Part of a data file
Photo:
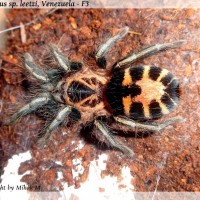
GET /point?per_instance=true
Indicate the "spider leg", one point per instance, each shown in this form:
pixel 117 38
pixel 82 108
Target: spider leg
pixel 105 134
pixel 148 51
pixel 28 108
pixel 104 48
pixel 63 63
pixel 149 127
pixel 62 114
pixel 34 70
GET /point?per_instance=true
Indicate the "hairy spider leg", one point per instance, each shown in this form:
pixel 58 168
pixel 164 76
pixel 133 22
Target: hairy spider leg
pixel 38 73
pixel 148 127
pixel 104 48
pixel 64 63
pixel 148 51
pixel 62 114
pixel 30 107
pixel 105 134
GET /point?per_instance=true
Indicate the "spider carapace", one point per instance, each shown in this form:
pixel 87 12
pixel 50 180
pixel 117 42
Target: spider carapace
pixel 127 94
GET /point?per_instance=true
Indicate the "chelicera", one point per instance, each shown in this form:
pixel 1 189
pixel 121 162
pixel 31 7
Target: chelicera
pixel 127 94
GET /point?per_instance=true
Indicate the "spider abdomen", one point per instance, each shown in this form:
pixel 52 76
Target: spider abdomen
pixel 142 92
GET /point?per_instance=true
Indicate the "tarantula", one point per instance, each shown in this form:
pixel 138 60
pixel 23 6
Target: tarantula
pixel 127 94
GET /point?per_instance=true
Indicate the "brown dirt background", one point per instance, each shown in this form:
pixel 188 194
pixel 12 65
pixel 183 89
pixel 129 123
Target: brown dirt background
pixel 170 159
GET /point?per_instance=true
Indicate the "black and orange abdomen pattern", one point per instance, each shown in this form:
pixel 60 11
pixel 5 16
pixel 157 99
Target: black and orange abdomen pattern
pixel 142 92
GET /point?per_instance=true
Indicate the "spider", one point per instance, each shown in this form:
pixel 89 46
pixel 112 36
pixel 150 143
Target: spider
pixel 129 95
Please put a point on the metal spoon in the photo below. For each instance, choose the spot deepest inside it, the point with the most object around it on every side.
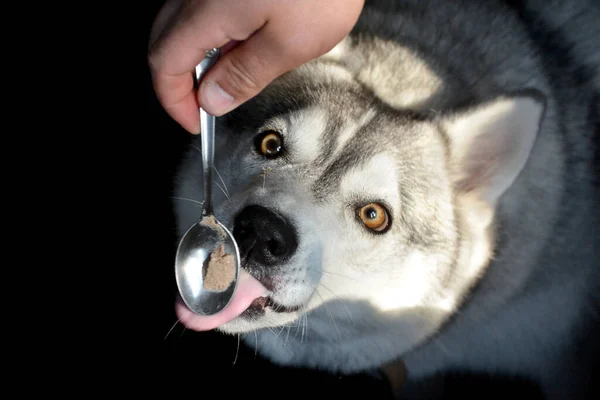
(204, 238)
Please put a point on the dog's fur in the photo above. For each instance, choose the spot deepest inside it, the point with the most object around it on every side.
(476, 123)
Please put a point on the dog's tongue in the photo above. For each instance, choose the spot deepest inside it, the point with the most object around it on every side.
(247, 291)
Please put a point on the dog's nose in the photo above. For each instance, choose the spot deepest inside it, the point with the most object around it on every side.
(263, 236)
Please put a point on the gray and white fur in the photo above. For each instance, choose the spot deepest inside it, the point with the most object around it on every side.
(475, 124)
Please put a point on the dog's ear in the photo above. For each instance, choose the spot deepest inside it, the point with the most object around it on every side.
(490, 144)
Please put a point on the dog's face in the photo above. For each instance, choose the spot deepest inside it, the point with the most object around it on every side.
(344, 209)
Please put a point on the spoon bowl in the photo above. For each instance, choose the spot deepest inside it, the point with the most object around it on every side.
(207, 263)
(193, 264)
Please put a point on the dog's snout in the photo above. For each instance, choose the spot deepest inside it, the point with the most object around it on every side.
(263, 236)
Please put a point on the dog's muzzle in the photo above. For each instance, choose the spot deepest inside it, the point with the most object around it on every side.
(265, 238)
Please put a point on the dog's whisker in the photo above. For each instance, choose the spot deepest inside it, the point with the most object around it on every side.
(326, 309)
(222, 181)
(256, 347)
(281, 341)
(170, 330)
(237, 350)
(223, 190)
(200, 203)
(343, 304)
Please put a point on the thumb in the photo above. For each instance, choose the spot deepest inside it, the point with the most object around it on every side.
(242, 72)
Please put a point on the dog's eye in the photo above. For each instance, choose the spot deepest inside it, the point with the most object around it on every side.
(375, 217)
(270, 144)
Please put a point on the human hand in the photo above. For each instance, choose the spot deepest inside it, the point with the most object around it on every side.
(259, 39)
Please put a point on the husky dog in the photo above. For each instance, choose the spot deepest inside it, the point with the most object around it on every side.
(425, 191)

Stated exercise
Output the lines of all the entries above as a numbered list, omitting blank lines and leaving out the pictures.

Result of this task
1. Photo:
2. GET /point?per_instance=true
3. Indicate the "spider leg", one point per instance, each shown in this form:
4. pixel 117 38
5. pixel 82 108
6. Target: spider leg
7. pixel 105 134
8. pixel 148 51
9. pixel 28 108
10. pixel 104 48
11. pixel 63 63
12. pixel 149 127
13. pixel 62 114
14. pixel 34 70
15. GET /point?per_instance=true
16. Indicate the "hairy spider leg", one point per instance, each shown in this form:
17. pixel 58 168
18. pixel 164 76
19. pixel 133 22
20. Target: hairy spider leg
21. pixel 38 73
22. pixel 148 127
23. pixel 104 48
24. pixel 64 63
25. pixel 148 51
26. pixel 62 114
27. pixel 30 107
28. pixel 105 134
29. GET /point?per_instance=true
30. Indicate the "spider carapace", one point per instance, each shown in this form:
31. pixel 87 12
32. pixel 50 180
33. pixel 117 42
34. Target: spider carapace
35. pixel 127 94
36. GET /point?per_instance=true
37. Indicate the "chelicera", one point per instance, each shown in this form:
38. pixel 1 189
39. pixel 121 162
40. pixel 31 7
41. Target: chelicera
42. pixel 127 94
43. GET /point?per_instance=true
44. Indicate the "spider abdomen", one point per instance, each shown in this form:
45. pixel 52 76
46. Target: spider abdomen
47. pixel 142 92
48. GET /point?per_instance=true
49. Indicate the "tarantula", one point per instance, each shown in this form:
50. pixel 138 60
51. pixel 23 6
52. Target: tarantula
53. pixel 127 94
54. GET /point?per_instance=true
55. Indicate the "brown dirt background", one point per instance, each shown in this form:
56. pixel 188 194
57. pixel 12 65
58. pixel 183 89
59. pixel 129 123
60. Target: brown dirt background
61. pixel 170 159
62. GET /point?per_instance=true
63. Indicate the "black and orange abdomen pattern", one point per instance, each shown in this form:
64. pixel 60 11
65. pixel 5 16
66. pixel 157 99
67. Target: black and orange abdomen pattern
68. pixel 142 92
69. GET /point?per_instance=true
70. Indicate the "spider", one point per instance, each shown in this form:
71. pixel 89 46
72. pixel 112 36
73. pixel 150 143
74. Target: spider
75. pixel 129 95
76. Please put a point on the metal spoon in the photo below. For each instance, choose the spot deepest inside it, the point with the most object around it on every side.
77. (204, 238)
78. Please put a point on the dog's fur in the photo above. For each instance, choose the spot deepest inside it, the point with the most object around it on every side.
79. (476, 123)
80. Please put a point on the dog's tongue in the photo above. For each instance, choose the spot deepest inside it, the point with the most object around it on every side.
81. (247, 291)
82. Please put a point on the dog's nose in the photo above. For each instance, choose the spot deepest inside it, the point with the most object around it on every side.
83. (263, 236)
84. Please put a point on the gray and white fur in the photo above. For each instance, choose the spot deepest inside it, the point with the most object around it on every side.
85. (475, 124)
86. Please put a point on the dog's ear in the photo above. For each instance, choose the spot deepest inside it, the point with the most object around it on every side.
87. (490, 144)
88. Please put a point on the dog's face in the photo above. For each instance, choose the spot deepest inside it, the point with the most object around it on every side.
89. (344, 209)
90. Please put a point on the spoon bowl in the photo above. For each instance, choose the spot deepest inside it, the point with the most object around it on every side.
91. (207, 263)
92. (193, 264)
93. Please put a point on the dog's snout in the photo above. For each instance, choose the spot deepest inside it, the point with the most object around it on every side.
94. (263, 236)
95. Please put a point on the dog's muzzle in the photo above. For each instance, choose the spot deepest inside it, the point with the most object around it on every side.
96. (265, 238)
97. Please put a point on the dog's whisker in the photo above. For each instance, choose the spot deepest inside it, the point with the most object around it on every side.
98. (326, 309)
99. (222, 181)
100. (256, 347)
101. (281, 341)
102. (170, 330)
103. (237, 350)
104. (223, 190)
105. (200, 203)
106. (343, 304)
107. Please put a point on the thumb in the photo above. For each instance, choose the spot deepest inside it, the point with the most object around it on every side.
108. (242, 72)
109. Please put a point on the dog's eye in the photo above. For each instance, choose the spot deepest inside it, the point with the most object around it on every side.
110. (375, 217)
111. (270, 144)
112. Please put a point on the human hand in the photo above. For each instance, choose the spot deepest inside it, the point with the most object around it on every side.
113. (259, 39)
114. Please put a point on the husky dog in the photo above. For each instance, choose the spot deepest inside it, the point with the most object around it on every side.
115. (425, 191)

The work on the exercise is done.